**Task description**
Continue the excerpt on gender differences in college students' identity development, starting right after its last sentence.

Bilsker, Schiedel, & Marcia (1988) evaluated the identity development of college students in the areas of occupation, ideology (politics and religion), and sexual-interpersonal (sex roles and sexual behavior). They did not find gender differences in statuses for any of these areas nor for a global identity score. Findings for the individual domains of politics, religion, sex roles, and sexual behavior were not provided. They reported that identity development in the area of ideology was more predictive of overall global identity for men, whereas the sexual-interpersonal domain was more predictive for women. The authors concluded that these findings support the position that interpersonal issues are more prominent in the identity development of women, whereas ideological issues are more salient in the identity development of men-an inference consistent with research from the 1970s.

The major focus of the present study was to examine gender differences in domain-specific areas of identity development in a group of college youth. Males and females were compared on both global and domain-specific identity statuses for six domains covering both interpersonal and ideological areas. In addition, separate scores on exploration and commitment were examined. Most studies focus on nominal measures (status assignments), rather than on providing separate interval scores on exploration and commitment, an approach which may be more conducive to inferential statistics. This study also explored gender comparisons of relationships among domains, accomplished through an examination of the relative frequency of the four status assignments across domains, and through the intercorrelations of exploration and commitment scores. Finally, the study provides a domain-specific description of the identity process of a group of American youth. By comparing both global and domain-specific scores, we can determine if the use of global scores obscures meaningful findings.

METHOD

Subjects

Participants in this study were part of an ongoing research project at Florida State University. A total of 210 students, evenly distributed by gender, participated, and all participants were recruited from introductory psychology classes and were between the ages of 18 and 21. Cross-sectional and longitudinal research has suggested that the greatest variability in identity statuses can be found among this age group (Meilman, 1977; Offer, Marcus, & Offer, 1970). All students were from nondivorced, two-parent families. Eighty-seven percent of the participants were white with the remainder black (7.6%), Hispanic (4.3%), and Asian (1%). They were predominantly middle to upper-middle class, as judged by the Hollingshead Four Factor Index of Social Position (1965). Four samples, balanced by gender, were collected successfully between 1988 and 1989. There were no differences among the samples in age, family socioeconomic level, or ethnicity; therefore, the four samples were combined.

Measures

The Ego-Identity Interview (Grotevant & Cooper, 1981) is a semistructured interview that assesses adolescent identity formation in six domains: politics, occupation, religion, dating, friendship, and sex roles. The interview provides domain-specific commitment and exploration scores for each of the six domains.

Procedure

Students were told that they would be participating in a study examining variability among American college students and their families. They completed an inventory of background information that included demographic data and participated in the identity interview. A training manual developed by Grotevant and Cooper (1981) was used to train interviewers and coders according to standardized procedures. The interviews, which were audiotaped, were conducted by trained graduate and undergraduate students.

**Information shown**
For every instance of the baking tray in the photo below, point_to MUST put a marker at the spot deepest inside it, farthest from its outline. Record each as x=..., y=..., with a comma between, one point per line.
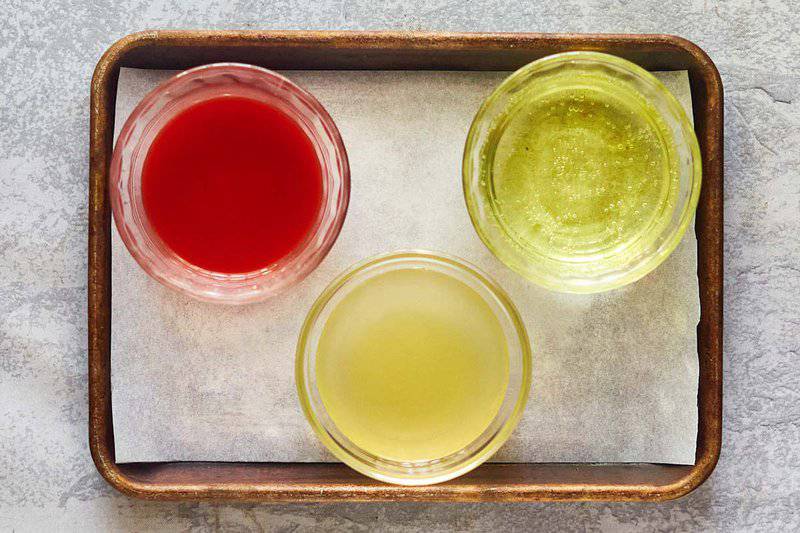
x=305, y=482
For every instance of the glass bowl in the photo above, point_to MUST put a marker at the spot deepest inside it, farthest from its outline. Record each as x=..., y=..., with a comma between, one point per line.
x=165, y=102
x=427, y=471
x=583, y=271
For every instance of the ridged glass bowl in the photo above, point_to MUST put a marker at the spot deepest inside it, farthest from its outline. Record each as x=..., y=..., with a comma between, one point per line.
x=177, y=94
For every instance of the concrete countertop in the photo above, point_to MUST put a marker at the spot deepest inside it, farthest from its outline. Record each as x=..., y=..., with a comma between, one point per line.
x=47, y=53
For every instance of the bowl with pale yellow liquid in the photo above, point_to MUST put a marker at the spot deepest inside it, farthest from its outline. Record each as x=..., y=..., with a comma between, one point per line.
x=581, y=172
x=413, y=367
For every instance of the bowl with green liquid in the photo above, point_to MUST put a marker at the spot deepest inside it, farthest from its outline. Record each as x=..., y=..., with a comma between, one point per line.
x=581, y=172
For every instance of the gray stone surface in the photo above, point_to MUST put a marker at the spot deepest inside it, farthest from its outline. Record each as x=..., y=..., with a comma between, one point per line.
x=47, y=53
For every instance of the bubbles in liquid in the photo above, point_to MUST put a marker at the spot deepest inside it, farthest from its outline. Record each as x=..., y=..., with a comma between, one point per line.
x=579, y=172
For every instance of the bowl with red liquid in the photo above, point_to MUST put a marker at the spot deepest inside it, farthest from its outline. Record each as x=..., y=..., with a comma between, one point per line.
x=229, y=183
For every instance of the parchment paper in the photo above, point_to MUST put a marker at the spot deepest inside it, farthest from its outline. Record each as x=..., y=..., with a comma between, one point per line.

**Task answer**
Scoring Procedures

Undergraduate psychology majors were trained to code the interviews using Grotevant and Cooper's (1981) training and rating procedures. The undergraduates independently coded the interviews using transcriptions of the taped interviews. Following the criteria in Grotevant and Cooper's manual, coders rated each subject's responses on a four-point scale for exploration and commitment in each of the six domains: I corresponds to an absence of exploration or commitment; 4 corresponds to strong exploration or commitment. An identity status assignment for each domain was based on the exploration and commitment ratings according to the procedure described by Grotevant and Cooper. In addition, exploration and commitment scores were obtained by summing scores on the four-point scale for each domain.

The combined ideological commitment and exploration scores were calculated by summing the scores from the occupational, religious, and political domains. Similarly, the combined interpersonal exploration and commitment scores were calculated by summing the scores from the dating, sex roles, and friendship domains. The combined overall exploration and commitment scores were calculated by summing across all six domains.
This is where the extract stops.